====== PROVIDED ENTRIES ======
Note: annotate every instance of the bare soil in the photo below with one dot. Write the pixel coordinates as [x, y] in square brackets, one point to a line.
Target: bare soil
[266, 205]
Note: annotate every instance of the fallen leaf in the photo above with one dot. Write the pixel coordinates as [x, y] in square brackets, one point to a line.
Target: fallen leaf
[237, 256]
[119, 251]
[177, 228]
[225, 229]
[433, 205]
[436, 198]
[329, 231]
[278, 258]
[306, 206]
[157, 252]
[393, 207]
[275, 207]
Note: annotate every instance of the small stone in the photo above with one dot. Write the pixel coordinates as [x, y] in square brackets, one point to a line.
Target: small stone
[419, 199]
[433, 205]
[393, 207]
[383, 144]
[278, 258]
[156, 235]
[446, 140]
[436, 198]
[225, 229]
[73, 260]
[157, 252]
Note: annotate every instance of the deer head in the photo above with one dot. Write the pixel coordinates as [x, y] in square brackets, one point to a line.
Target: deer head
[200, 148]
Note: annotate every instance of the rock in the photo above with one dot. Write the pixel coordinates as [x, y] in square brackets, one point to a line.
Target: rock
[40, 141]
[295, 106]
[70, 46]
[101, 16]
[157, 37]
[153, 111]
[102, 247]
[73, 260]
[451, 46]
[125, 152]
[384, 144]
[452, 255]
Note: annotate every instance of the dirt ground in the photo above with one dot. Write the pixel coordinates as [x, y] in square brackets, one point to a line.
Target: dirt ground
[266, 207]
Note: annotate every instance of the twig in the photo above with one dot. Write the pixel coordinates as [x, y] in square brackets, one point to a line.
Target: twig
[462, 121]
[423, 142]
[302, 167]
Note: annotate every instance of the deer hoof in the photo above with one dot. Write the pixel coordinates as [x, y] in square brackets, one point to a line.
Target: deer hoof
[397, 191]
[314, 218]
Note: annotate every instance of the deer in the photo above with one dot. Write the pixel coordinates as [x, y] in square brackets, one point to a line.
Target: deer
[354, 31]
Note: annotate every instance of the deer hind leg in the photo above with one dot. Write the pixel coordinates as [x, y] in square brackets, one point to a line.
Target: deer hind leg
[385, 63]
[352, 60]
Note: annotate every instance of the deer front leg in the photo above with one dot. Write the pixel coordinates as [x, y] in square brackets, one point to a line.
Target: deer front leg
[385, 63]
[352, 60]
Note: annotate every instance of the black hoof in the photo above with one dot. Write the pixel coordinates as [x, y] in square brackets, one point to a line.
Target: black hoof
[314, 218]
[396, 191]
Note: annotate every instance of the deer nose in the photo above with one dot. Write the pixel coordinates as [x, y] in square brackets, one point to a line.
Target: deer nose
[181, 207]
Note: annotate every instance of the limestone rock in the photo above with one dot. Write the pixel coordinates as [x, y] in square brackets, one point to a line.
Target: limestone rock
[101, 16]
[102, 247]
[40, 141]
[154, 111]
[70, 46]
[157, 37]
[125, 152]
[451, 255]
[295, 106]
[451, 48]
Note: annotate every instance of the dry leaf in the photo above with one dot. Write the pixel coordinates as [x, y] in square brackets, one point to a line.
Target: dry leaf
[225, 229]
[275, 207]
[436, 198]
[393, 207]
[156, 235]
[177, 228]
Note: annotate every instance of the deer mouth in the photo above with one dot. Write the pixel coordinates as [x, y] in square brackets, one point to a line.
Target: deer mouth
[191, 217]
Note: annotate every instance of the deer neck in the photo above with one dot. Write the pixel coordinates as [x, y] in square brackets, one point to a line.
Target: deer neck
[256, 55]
======
====== PROVIDED ENTRIES ======
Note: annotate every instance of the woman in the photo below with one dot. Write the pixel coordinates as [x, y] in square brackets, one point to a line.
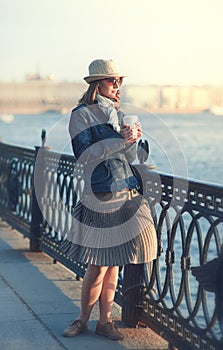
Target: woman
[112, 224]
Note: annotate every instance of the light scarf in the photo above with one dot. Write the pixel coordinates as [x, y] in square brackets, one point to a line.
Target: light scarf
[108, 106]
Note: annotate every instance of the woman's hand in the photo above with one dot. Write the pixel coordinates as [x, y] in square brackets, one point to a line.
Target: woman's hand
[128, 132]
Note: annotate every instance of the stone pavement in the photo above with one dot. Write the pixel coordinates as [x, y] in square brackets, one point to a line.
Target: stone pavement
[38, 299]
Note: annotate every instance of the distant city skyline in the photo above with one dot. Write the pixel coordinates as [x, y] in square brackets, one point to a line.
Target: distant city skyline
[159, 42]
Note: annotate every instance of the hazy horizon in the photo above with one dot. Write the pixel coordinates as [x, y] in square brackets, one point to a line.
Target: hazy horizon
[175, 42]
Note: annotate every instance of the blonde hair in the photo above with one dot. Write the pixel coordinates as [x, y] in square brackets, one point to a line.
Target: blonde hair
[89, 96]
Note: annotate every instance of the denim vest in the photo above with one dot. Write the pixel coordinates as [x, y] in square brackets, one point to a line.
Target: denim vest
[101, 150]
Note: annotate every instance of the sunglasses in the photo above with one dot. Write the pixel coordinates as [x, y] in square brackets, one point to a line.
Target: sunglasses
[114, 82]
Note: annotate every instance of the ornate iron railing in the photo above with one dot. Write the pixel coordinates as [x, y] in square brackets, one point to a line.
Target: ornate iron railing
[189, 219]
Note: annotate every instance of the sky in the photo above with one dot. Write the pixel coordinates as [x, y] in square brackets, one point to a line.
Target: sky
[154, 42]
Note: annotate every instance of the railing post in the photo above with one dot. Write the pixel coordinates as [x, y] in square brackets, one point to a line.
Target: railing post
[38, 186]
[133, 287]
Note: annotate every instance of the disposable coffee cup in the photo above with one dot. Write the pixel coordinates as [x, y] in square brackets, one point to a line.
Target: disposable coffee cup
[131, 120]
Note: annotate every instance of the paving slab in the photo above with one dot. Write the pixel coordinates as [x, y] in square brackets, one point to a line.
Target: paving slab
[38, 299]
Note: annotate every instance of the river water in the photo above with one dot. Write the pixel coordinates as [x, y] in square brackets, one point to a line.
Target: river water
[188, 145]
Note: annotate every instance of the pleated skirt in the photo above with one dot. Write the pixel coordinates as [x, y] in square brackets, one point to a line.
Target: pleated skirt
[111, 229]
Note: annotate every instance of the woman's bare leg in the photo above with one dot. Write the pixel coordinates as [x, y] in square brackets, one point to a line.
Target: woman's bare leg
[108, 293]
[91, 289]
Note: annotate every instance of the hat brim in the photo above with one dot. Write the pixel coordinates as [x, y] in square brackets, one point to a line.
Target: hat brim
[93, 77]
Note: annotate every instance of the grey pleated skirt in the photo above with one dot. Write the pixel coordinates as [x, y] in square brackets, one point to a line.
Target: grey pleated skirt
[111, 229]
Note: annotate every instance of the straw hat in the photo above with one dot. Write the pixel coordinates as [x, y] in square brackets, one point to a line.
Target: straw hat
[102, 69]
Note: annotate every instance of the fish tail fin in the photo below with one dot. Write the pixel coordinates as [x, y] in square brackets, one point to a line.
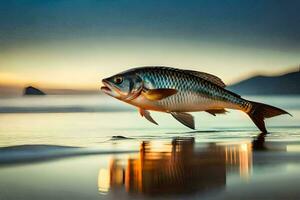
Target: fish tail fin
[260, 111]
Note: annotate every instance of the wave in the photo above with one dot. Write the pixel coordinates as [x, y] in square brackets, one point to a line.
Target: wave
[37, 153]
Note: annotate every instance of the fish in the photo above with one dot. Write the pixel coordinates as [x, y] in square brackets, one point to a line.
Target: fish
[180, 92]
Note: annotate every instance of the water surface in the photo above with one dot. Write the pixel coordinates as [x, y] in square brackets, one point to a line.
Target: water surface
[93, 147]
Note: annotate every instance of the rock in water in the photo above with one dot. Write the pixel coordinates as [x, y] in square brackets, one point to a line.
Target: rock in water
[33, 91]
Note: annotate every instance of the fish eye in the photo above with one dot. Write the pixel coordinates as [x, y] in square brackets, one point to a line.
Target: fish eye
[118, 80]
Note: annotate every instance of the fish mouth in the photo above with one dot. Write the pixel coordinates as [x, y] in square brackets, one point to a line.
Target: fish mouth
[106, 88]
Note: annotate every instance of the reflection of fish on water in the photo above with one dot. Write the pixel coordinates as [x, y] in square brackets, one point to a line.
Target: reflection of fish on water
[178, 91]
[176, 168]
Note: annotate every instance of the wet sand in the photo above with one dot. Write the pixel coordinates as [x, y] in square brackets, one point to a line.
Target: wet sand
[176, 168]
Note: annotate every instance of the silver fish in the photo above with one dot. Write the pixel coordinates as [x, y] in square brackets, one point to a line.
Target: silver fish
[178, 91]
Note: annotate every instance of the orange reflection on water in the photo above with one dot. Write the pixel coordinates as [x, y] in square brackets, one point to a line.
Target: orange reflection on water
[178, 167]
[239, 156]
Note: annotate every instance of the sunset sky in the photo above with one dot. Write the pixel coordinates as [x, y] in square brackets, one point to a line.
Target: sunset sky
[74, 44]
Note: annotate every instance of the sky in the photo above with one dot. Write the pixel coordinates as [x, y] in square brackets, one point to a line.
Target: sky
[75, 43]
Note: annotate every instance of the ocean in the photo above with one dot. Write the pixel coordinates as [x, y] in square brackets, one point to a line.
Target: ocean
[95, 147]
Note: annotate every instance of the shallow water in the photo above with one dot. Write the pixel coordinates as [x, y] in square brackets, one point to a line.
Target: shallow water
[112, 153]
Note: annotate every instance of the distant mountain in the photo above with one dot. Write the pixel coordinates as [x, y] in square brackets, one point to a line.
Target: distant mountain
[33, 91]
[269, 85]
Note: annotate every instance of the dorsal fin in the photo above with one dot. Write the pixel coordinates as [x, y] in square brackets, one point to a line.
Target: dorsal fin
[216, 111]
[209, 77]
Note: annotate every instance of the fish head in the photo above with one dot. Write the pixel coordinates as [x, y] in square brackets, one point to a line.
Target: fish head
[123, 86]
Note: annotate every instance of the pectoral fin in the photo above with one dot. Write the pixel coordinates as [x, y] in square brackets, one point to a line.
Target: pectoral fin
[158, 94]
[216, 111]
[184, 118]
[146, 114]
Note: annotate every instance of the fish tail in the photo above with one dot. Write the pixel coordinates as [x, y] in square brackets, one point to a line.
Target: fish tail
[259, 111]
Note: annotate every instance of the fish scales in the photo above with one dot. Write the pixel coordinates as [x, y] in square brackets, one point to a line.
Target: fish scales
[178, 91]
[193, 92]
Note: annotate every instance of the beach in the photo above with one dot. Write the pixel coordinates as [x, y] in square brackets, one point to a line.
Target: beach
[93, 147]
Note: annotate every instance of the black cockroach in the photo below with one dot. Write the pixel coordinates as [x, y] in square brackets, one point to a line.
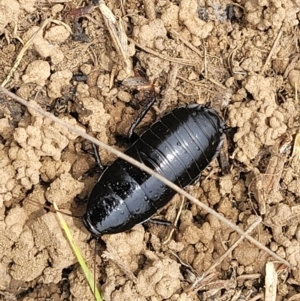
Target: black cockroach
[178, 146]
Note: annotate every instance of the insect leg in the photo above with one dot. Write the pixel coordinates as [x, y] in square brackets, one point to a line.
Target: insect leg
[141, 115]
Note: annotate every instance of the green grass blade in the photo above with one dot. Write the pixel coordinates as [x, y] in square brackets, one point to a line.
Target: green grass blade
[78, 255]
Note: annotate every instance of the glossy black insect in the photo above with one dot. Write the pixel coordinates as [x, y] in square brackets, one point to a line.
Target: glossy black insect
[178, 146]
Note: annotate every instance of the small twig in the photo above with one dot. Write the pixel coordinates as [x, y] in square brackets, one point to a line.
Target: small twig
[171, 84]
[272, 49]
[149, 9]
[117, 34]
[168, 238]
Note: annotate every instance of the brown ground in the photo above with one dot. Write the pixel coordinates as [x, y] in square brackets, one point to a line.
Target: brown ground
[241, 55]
======
====== PROVIDED ENTRIES ======
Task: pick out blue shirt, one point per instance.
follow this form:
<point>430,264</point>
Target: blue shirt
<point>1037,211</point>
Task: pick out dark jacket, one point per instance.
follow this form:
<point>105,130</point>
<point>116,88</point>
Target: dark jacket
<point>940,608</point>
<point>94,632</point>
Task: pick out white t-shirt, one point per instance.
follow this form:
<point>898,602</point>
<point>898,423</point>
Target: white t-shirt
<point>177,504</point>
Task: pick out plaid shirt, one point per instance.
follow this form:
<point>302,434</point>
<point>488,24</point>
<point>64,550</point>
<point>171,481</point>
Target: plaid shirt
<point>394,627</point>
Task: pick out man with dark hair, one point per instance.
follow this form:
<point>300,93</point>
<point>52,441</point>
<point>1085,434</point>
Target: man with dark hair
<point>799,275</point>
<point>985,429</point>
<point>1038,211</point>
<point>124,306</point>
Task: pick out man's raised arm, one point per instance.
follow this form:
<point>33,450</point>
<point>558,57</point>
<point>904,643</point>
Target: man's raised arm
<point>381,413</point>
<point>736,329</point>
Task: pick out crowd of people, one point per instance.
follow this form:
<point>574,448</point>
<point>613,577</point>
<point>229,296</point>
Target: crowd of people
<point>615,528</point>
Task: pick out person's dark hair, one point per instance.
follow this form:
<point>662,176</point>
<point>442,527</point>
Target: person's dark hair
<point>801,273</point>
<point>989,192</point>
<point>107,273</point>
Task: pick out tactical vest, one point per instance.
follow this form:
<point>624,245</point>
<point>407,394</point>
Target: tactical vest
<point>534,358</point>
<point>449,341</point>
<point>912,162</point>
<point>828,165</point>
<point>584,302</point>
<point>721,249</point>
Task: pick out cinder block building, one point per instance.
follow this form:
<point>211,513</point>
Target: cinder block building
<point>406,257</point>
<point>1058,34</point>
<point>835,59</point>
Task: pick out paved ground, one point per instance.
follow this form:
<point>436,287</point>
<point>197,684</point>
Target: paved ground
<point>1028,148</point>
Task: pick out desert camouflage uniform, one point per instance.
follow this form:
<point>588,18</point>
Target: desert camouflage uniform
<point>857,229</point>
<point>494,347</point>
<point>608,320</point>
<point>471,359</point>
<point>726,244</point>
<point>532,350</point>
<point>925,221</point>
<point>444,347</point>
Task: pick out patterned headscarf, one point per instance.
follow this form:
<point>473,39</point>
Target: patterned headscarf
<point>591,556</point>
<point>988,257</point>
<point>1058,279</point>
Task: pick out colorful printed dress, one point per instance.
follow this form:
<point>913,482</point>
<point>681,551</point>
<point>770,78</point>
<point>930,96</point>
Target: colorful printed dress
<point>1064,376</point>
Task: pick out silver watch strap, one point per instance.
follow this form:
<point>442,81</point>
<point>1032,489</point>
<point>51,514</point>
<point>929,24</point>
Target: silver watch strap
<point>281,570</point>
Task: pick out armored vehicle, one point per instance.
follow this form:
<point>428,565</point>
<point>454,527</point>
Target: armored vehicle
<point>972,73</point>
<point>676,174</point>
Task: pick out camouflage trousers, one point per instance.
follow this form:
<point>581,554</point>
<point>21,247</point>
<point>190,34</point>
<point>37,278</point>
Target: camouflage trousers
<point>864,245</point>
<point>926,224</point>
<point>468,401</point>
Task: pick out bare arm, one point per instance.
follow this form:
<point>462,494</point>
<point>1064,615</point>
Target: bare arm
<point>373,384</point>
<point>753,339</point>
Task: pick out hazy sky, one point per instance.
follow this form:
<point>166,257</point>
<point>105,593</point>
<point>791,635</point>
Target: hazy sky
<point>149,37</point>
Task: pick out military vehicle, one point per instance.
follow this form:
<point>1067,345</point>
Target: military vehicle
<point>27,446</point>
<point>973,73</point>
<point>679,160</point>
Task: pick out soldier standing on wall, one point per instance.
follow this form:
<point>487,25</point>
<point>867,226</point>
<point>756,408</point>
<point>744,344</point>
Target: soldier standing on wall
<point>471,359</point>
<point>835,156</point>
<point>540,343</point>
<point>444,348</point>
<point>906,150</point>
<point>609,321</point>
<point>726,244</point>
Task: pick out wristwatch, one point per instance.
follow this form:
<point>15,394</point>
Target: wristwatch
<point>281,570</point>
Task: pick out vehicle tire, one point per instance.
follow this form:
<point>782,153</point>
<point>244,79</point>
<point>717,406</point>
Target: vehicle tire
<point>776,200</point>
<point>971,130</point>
======
- _WORK INSTRUCTIONS_: Put the lines starting with the one that contains "Task: pick out crowd" and going on through the one that contains "<point>615,528</point>" into a numbered list, leaving out blank lines.

- _REPLY_:
1. Task: pick out crowd of people, one point per instance.
2. follow this form:
3. <point>574,448</point>
4. <point>613,577</point>
5. <point>229,296</point>
6. Target: crowd of people
7. <point>615,528</point>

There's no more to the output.